[Task set]:
**a)** According to the passage on section 80 of the Civil Procedure Act, where has Musyoka J been transferred?
**b)** Give the number of lines in the records that contain the word "white".

[Excerpted passage]:
• • • • • • •

9.So, what is section 80 of the Civil Procedure Act saying? That the review of an order or decree of the court is to be by the court which made the order or passed the decree. What does “court” mean, in the context of section 80? The High Court station or Magistrate Court station seized of the matter. That would mean the court itself, not the judicial officer presiding over matters at that court, so that when the officer is transferred, the court remains, and review would be by the court, not the officer who has gone on transfer. Applying that provision to the instant situation, it would mean that the order or decree, sought to be reviewed, was made or passed by the High Court of Kenya at Vihiga, then presided over by Musyoka J. Musyoka J has been transferred to Busia, but the High Court at Vihiga has remained. It is, therefore, the High Court at Vihiga which has jurisdiction to review that judgment of October 22, 2022, and not Musyoka J, as the High Court at Vihiga was not transferred, but the presiding officer was. The succeeding officer now constitutes the High Court at Vihiga, and should handle the review, going by section 80. Musyoka J constitutes the High Court at Busia, not the one at Vihiga. The High Court at Busia did not make the orders or pass the decree of October 22, 2022, and Musyoka J, sitting as the High Court at Busia, has no jurisdiction, under section 80, to review orders that were made by the High Court at Vihiga, for he has ceased to be seized of matters filed in that court.
10.Under the Civil Procedure Rules, the relevant rules are in Order 45, the relevant part being Rule 2, which states as follows:
11.So, what does Order 45 rule 2 mean? What Order 45 rule 2 does is to elaborate on section 80 of the Civil Procedure Act. The review application should be placed before the judge, who passed the decree or made the order, while sitting at the court or station where the file or matter is domiciled, if that judge is still at that court or station. If the judge who passed the decree or made the order is no longer attached at that court or station, for whatever reason, including transfer, then the file or matter should be placed before any other judge attached to that court or station, where the order was made or decree passed. The rule is specific here, as it talks of the review application being heard by any other judge at the court “at the time the application comes for hearing.” The effect of this is that when a judge is no longer at the court or station, he, then, automatically, ceases to be seized of the matters domiciled at that court or station, and any fresh proceedings that come up, after he ceases to be attached to that court or station, with respect to matters he had handled, should not be placed before him wherever he would happen to be, instead it ought to be placed before any other judge at that court or station, where the matter or file is domiciled. The other bit is about the judge still being at the station, but unavailable for some reason or other, for a long period of time. That does not apply here, but it says that the Chief Justice may designate another judge, whether based in that court or station, or in another court or station, to handle the matter.

• • • • • • •

[Material]:
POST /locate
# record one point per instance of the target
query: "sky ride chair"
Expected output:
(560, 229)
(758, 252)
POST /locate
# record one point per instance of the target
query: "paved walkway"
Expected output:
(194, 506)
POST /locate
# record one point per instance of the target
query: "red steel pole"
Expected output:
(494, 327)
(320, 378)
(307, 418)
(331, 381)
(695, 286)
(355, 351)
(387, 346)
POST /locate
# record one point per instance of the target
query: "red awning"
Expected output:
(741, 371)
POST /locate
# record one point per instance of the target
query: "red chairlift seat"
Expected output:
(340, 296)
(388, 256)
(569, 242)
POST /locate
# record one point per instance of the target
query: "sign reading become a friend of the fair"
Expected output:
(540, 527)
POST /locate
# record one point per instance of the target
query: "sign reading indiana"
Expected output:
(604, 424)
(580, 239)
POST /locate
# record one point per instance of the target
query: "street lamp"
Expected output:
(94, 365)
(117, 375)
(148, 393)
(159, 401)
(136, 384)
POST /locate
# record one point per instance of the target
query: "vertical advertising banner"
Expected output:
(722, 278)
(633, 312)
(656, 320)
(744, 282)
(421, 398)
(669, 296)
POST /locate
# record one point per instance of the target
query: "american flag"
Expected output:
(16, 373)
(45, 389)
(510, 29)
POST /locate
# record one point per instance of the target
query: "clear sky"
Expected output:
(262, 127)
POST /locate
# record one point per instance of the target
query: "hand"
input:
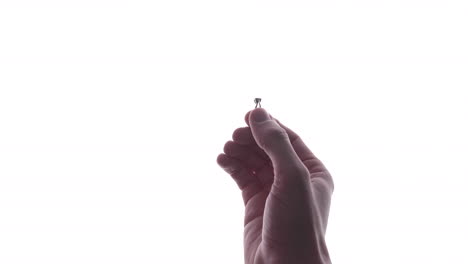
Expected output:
(286, 192)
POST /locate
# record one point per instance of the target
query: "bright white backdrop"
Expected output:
(112, 114)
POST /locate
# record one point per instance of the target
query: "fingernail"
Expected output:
(259, 115)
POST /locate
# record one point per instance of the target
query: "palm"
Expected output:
(278, 220)
(268, 212)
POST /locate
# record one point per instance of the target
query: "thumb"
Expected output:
(274, 140)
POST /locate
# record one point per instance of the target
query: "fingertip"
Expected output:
(247, 118)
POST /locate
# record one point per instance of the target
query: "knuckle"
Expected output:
(274, 135)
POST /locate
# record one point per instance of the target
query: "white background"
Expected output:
(112, 114)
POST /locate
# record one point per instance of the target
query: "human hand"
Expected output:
(286, 192)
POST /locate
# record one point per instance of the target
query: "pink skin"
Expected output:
(286, 192)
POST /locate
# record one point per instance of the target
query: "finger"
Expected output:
(248, 183)
(245, 154)
(243, 135)
(274, 140)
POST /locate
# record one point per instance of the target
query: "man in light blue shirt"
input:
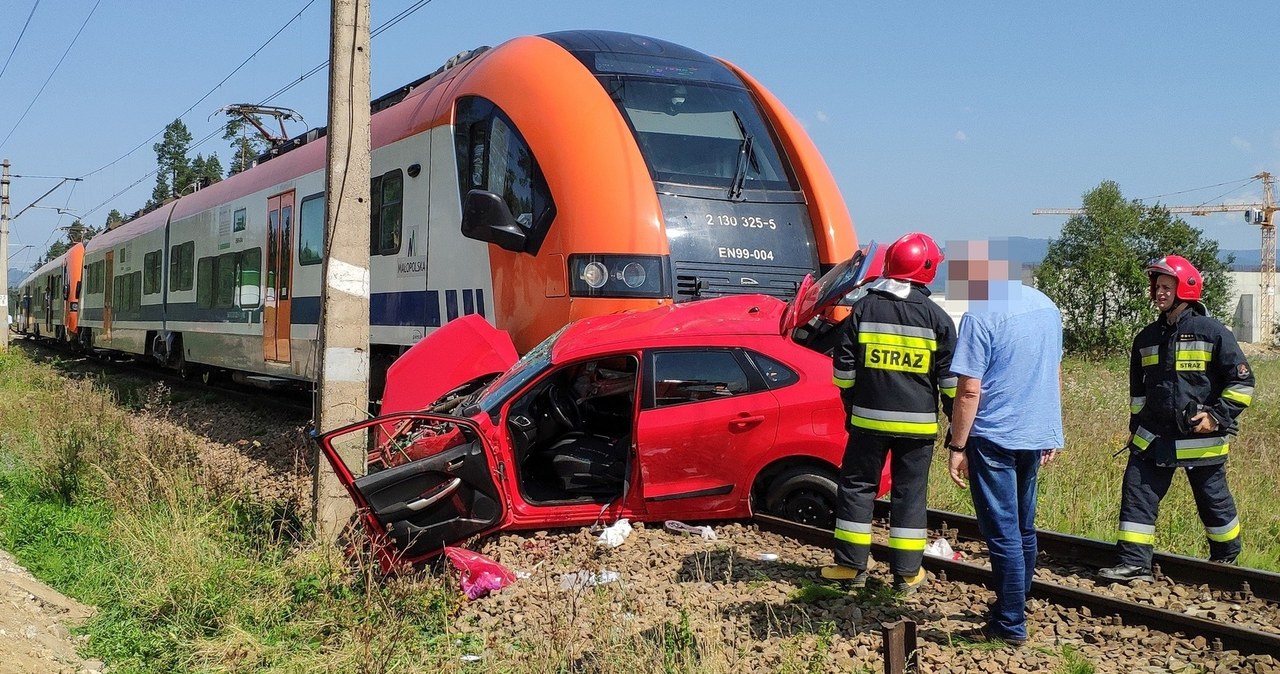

• • • • • • •

[Solutions to the exercise]:
**a)** Busia

**b)** 2